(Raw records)
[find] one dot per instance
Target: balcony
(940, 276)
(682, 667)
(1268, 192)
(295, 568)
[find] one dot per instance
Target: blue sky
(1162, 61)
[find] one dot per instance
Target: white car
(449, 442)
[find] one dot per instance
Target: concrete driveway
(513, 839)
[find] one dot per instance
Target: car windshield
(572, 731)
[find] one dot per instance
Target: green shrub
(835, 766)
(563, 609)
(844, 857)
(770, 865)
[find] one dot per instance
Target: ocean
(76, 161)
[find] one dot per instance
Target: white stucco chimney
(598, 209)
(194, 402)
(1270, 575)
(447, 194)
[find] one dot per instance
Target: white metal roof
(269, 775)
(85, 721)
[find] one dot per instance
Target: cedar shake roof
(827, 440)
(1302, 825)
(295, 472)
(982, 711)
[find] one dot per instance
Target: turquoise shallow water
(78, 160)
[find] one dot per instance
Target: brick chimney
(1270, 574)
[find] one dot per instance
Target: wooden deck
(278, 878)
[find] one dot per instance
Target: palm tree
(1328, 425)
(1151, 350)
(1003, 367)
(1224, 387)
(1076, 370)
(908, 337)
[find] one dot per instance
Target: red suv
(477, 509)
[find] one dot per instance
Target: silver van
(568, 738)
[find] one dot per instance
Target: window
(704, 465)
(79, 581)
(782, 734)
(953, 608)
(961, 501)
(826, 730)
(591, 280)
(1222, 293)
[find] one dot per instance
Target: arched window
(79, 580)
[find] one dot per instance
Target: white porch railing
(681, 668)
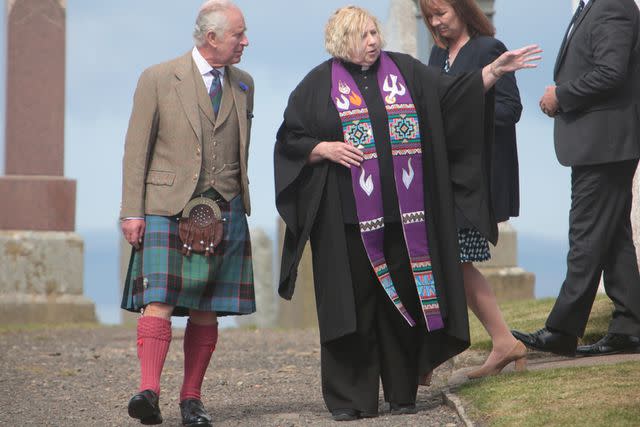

_Task details_.
Locate each line in the entries above that contains the string "roof" and copy those lines.

_Answer below_.
Target: white metal roof
Target: cedar shake roof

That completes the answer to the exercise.